*YOUR INSTRUCTIONS*. Since only the words are wanted, reproduce every entry exactly and leave the images behind.

◇ ◇ ◇

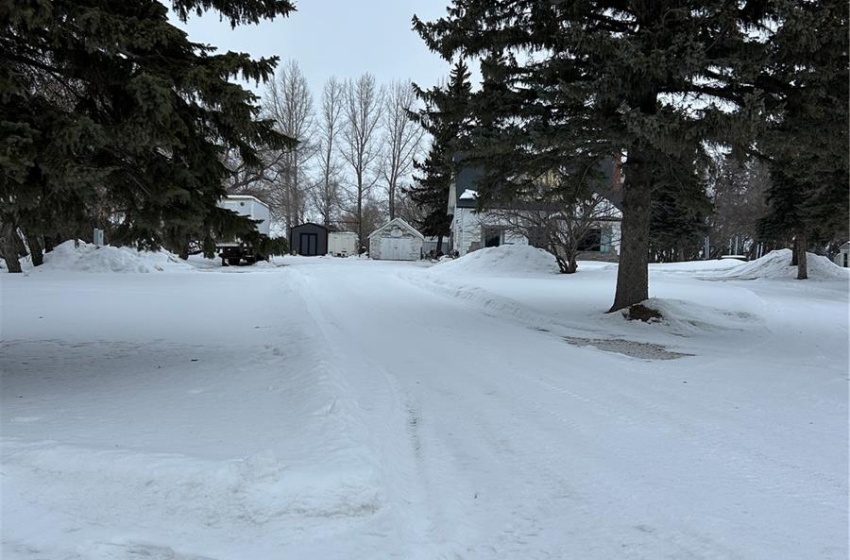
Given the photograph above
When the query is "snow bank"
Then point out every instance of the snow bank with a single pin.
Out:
(776, 264)
(87, 257)
(510, 260)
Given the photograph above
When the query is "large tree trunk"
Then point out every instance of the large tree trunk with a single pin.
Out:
(11, 240)
(633, 272)
(800, 249)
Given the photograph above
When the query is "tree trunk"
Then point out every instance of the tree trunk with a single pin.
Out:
(633, 272)
(572, 265)
(36, 249)
(802, 264)
(795, 252)
(10, 248)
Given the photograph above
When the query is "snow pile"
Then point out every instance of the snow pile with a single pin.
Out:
(505, 260)
(777, 264)
(87, 257)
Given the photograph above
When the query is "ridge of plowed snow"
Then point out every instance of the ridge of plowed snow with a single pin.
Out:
(87, 257)
(777, 264)
(504, 260)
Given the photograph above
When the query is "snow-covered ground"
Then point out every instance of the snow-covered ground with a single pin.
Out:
(480, 408)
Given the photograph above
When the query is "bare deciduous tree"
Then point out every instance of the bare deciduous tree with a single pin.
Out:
(289, 102)
(563, 229)
(326, 192)
(363, 100)
(403, 138)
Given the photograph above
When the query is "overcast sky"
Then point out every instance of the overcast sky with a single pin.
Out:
(338, 38)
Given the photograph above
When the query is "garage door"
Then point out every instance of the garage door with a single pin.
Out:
(396, 248)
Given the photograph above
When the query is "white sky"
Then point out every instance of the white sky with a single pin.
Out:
(338, 38)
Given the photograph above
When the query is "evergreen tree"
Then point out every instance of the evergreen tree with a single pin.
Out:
(806, 139)
(106, 104)
(572, 81)
(444, 119)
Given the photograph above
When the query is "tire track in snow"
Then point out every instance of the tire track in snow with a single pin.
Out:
(378, 398)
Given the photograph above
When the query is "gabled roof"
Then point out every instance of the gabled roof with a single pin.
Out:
(398, 222)
(309, 224)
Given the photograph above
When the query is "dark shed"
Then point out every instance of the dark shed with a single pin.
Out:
(309, 239)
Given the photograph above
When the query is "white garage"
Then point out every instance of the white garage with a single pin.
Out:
(396, 241)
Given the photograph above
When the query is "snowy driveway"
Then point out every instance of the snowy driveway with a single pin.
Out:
(344, 408)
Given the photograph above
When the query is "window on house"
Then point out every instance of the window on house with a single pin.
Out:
(592, 240)
(493, 236)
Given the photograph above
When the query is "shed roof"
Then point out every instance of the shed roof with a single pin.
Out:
(398, 222)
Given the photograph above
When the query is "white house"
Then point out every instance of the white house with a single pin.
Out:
(472, 229)
(396, 241)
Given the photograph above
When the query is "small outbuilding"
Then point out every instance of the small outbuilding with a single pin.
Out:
(396, 241)
(308, 240)
(843, 256)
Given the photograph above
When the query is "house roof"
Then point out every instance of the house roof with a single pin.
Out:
(398, 222)
(467, 179)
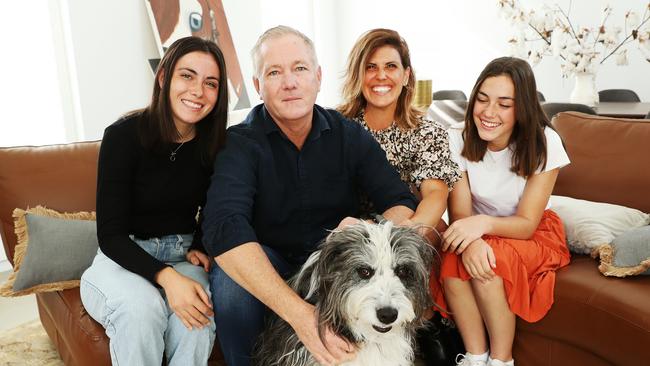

◇ ◇ ◇

*PROBLEM SOLUTION*.
Given the photograph above
When the query is "snow bank"
Then point out every instance of the snow bank with a single pin.
Out:
(776, 264)
(87, 257)
(510, 260)
Given the photograph above
When the query is "large tree trunk"
Then point out every instance of the large tree trunk with a single pin.
Out:
(11, 240)
(633, 272)
(800, 249)
Given the photograph above
When the query is "tree trunk"
Then point out every instance of the tree trunk with a single pin.
Out:
(633, 272)
(572, 265)
(36, 249)
(802, 264)
(795, 252)
(10, 248)
Given the photograph above
When the query is "snow pile"
Then point out every instance of the snow pile with a single pin.
Out:
(505, 260)
(777, 264)
(87, 257)
Given the photograph above
When the query is "ridge of plowed snow"
Then point out every instance of the ridge of plowed snow with a single pin.
Out:
(87, 257)
(777, 264)
(504, 260)
Given the photograph above
When the query is "snow-covered ground"
Then point out every instance of the snow-covered ground with a single pin.
Out:
(480, 408)
Given the photograph above
When the query is "bare deciduous tree"
Then point out every instance of the bare deciduous tree with a single pin.
Out:
(289, 102)
(563, 229)
(326, 192)
(363, 100)
(403, 138)
Given the photograph above
When the query is "overcast sky"
Then point out every instance of the overcast sky with a single pin.
Out:
(338, 38)
Given the photograph above
When the query is "garage door"
Then point out every instance of the garage door with a single pin.
Out:
(396, 248)
Given the photograph above
When the query is "white sky"
Then point out every instance of the white sky with a single pin.
Out:
(338, 38)
Given the photograph above
When the query is "evergreen tree"
Then point out every instance of the evergreen tree with a single pin.
Out:
(806, 139)
(106, 104)
(572, 81)
(444, 119)
Given the photograph above
When the query is "tire track in snow"
Then point out every instance of the tire track in snow with a single pin.
Out:
(378, 398)
Given the photograph above
When the query is "gabled roof"
Then point out every instance of the gabled roof with a single pin.
Out:
(398, 222)
(309, 224)
Given the photograph above
When the query is "dark shed"
Then point out every instance of the dark shed with a single pin.
Out:
(309, 239)
Given the photograph above
When the query is "white garage"
Then point out every instance of the white garage with a single pin.
Out:
(396, 241)
Given the photograph above
When the query is "snowy driveway"
Then point out every instance of the snowy driveway with a single pin.
Out:
(344, 408)
Given the photograph above
When the query is "window on house"
Then point out every instance of the window on house with a single pin.
Out:
(592, 240)
(493, 236)
Given the photograph above
When the query is "shed roof"
Then point out every instance of the shed roof with a single pin.
Out:
(398, 222)
Given the photograph above
When the query is "white house"
Then point out every instance of the white house with a single pin.
Out:
(472, 229)
(396, 241)
Given the photograph above
When the query is "small outbuilding"
Then point out every instance of the small outbuilding with a single pin.
Out:
(396, 241)
(308, 240)
(843, 256)
Given the photograph above
When the query is "house roof"
Then point out every instance of the house roof with a single pin.
Out:
(398, 222)
(467, 179)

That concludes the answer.